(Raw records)
◇ ◇ ◇ ◇ ◇ ◇ ◇

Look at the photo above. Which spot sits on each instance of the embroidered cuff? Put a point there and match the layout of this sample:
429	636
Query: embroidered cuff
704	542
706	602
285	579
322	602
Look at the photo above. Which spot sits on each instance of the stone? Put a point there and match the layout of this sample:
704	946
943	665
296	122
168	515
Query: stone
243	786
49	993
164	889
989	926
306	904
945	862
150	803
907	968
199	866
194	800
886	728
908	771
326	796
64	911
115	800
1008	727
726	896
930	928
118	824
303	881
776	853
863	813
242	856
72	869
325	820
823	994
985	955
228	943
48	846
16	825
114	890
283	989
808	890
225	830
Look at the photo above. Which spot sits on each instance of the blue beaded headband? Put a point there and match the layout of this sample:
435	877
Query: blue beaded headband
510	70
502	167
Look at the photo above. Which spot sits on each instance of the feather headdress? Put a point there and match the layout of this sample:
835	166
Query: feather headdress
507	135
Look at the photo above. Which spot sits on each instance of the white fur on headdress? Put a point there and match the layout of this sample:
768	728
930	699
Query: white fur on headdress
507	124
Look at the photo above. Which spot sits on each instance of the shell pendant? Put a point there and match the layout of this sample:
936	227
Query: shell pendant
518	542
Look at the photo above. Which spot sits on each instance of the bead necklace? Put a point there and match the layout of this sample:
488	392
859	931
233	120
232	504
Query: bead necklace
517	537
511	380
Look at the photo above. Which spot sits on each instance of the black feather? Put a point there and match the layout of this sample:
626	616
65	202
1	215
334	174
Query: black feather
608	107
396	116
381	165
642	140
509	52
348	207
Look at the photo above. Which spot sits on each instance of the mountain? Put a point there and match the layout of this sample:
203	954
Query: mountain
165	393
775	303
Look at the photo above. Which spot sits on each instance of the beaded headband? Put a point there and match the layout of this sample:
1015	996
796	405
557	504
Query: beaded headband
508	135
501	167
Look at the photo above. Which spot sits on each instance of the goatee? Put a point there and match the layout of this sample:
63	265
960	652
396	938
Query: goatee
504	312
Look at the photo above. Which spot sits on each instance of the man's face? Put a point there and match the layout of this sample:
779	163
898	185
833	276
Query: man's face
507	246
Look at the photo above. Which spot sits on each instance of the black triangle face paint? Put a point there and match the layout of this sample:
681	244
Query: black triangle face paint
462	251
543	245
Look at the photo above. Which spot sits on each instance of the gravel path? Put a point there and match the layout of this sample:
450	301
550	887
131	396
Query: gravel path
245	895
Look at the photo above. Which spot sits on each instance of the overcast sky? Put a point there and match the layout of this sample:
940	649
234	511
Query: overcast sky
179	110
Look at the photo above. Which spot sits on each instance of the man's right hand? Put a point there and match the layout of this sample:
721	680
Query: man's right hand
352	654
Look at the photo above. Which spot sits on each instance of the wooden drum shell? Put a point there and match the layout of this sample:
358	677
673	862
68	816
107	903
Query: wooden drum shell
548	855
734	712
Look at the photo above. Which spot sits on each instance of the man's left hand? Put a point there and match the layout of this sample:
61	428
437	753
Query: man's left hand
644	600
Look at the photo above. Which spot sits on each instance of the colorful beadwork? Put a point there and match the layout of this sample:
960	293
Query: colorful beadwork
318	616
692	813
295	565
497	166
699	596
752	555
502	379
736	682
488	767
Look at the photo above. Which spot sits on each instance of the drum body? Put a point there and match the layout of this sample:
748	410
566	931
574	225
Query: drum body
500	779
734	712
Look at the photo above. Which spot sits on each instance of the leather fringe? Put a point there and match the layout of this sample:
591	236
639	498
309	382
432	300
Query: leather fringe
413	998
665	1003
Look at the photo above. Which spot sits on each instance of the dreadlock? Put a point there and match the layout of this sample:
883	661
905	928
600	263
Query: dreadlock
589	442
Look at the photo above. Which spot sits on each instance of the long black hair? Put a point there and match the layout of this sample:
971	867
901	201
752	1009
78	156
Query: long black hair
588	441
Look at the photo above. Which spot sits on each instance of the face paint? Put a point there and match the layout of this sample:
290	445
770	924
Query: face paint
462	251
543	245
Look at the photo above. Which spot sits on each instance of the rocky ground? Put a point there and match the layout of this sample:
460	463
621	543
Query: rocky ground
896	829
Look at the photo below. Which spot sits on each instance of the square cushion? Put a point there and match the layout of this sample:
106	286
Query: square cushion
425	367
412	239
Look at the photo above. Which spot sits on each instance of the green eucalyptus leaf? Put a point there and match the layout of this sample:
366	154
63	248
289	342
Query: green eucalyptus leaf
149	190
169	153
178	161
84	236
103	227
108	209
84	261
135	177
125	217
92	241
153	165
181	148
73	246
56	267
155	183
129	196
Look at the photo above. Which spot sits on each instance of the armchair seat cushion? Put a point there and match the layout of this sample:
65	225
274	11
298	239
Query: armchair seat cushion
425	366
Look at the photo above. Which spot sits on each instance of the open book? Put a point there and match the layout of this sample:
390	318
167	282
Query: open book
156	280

◇ ◇ ◇ ◇ ◇ ◇ ◇

• _What this task involves_: Please reproduce all of the material above, line for line and without any changes.

• _Written response_:
Look at the photo above. Which spot sits on each instance of the embroidered cuff? Put a point there and match the layout of this sample:
429	636
Query: embroidered cuff
704	542
706	602
285	579
322	602
Look at the photo above. Which spot sits on each instance of the stone? Put a point there and match the layout of this sample:
704	946
943	665
296	122
168	515
Query: stone
243	786
49	993
164	889
989	926
306	904
945	862
150	803
907	968
199	866
194	800
886	728
908	771
326	796
64	911
115	800
1008	727
726	896
930	928
118	824
303	881
776	853
863	813
242	856
72	869
325	820
823	994
985	955
228	943
48	846
16	825
114	890
283	989
808	890
225	830
Look at the photo above. Which spot sits on each instance of the blue beaded headband? Put a point there and match the layout of this sample:
435	877
Query: blue beaded headband
510	70
502	167
Look at the photo above. Which spot sits on each instance of the feather headdress? Put a point there and match the layout of this sample:
835	166
Query: feather headdress
507	135
Look at the photo above. Which spot sits on each instance of the white fur on headdress? Put a point there and match the layout of this sample:
768	728
930	699
Query: white fur on headdress
507	124
Look at the photo above. Which spot sits on each instance of the shell pendant? Put a point there and match the layout of this sample:
936	227
Query: shell pendant
518	542
Look at the photo above. Which spot sits on each instance of the bead necklace? Put a point there and match the layout of this sample:
488	392
859	931
233	120
232	504
Query: bead necklace
517	537
511	380
Look at the photo above. Which spot sits on each instance of the black feather? Put a point there and match the layout of this sample:
626	616
65	202
1	215
334	174
Query: black feather
608	107
396	116
381	165
642	140
509	52
348	207
Look at the photo above. Which spot sits on each instance of the mountain? Put a point there and match the layout of this sample:
203	954
Query: mountain
165	393
775	303
Look at the photo above. Which spot sits on each instance of the beaded headband? Put a point there and match the layout of this sample:
1015	996
796	405
557	504
Query: beaded headband
508	135
501	167
Look at the photo above. Which spot sits on each instance of the goatee? Put a point there and match the layout of this sample:
63	265
960	652
396	938
Query: goatee
504	312
Look at the photo above. Which spot sits on each instance of the man's face? Put a point there and match the layout of this sample:
779	163
898	185
833	276
Query: man's face
507	246
Look at the photo above. Which spot sits on each instance of the black triangle face paint? Put a point there and match the layout of this sample:
681	244
Query: black triangle face paint
462	251
543	245
Look at the photo above. Which spot sits on each instance of the gravel path? Put a point there and match the layout of this sample:
450	301
550	887
131	396
Query: gravel path
245	895
Look at the photo above. Which spot sits on each instance of the overcast sky? Put a point there and match the layout of this sample:
940	649
234	511
Query: overcast sky
179	110
Look at the photo above. Which spot sits on each instance of the man's right hand? Put a point there and match the layout of this sample:
721	680
Query: man's right hand
352	654
Look at the photo above. Which spot sits on each instance of the wooden drum shell? Put a point there and match the layout of this sample:
358	677
673	862
68	816
107	903
Query: wooden drum shell
548	855
734	712
Look at the photo above. Which spot sits on each instance of the man's left hand? Put a point there and match the layout of this sample:
61	428
437	753
Query: man's left hand
644	600
Look at the photo above. Which spot sits on each instance of the colorful beadwork? Put a point there and match the layout of this sample:
960	293
Query: colorful beadwork
318	616
692	813
295	565
497	166
699	596
752	555
502	379
736	682
488	767
Look at the photo above. Which spot sits on each instance of the drum body? Put a point there and match the layout of this sample:
748	410
566	931
574	225
Query: drum body
500	779
734	712
Look at the photo above. Which spot sits on each instance of the leather fringe? Put a point there and match the layout of this sample:
591	236
639	498
309	382
432	300
Query: leather fringe
413	998
665	1003
Look at the photo above. Which spot sits on each instance of the dreadlock? Put a point there and match the layout of this sample:
883	661
905	928
600	263
Query: dreadlock
589	442
Look at the photo above. Which spot sits on each instance of the long black hair? Put a point there and match the layout of this sample:
971	867
901	201
752	1009
78	156
Query: long black hair
588	441
Look at the photo above. Which spot sits on each instance of the face paint? Put a point there and match the layout of this sample:
290	445
770	924
Query: face paint
462	251
543	245
Look at the photo above. Which spot sits on each instance of the rocky ground? Put a point there and match the layout of this sample:
460	463
621	543
Query: rocky ground
896	829
Look at the photo below. Which spot sits on each instance of the square cushion? Put a point there and match the layout of this sample:
106	286
Query: square cushion
425	367
412	239
Look at the photo above. Which spot sits on each instance of the green eucalyptus leaf? Put a point there and match the layout of this sample:
366	154
63	248
289	342
Query: green eucalyptus leaf
149	190
169	153
178	161
84	236
103	227
108	209
84	261
135	177
125	217
92	241
153	165
181	148
73	246
56	267
155	183
129	196
Look at the photo above. Which spot sits on each instance of the armchair seat cushion? Put a point there and match the layout of this sample:
65	225
274	11
298	239
Query: armchair seat cushion
425	366
Look at the photo above. Which spot sits on each instance of the open book? Put a point there and match the layout of this sample:
390	318
167	282
Query: open book
156	280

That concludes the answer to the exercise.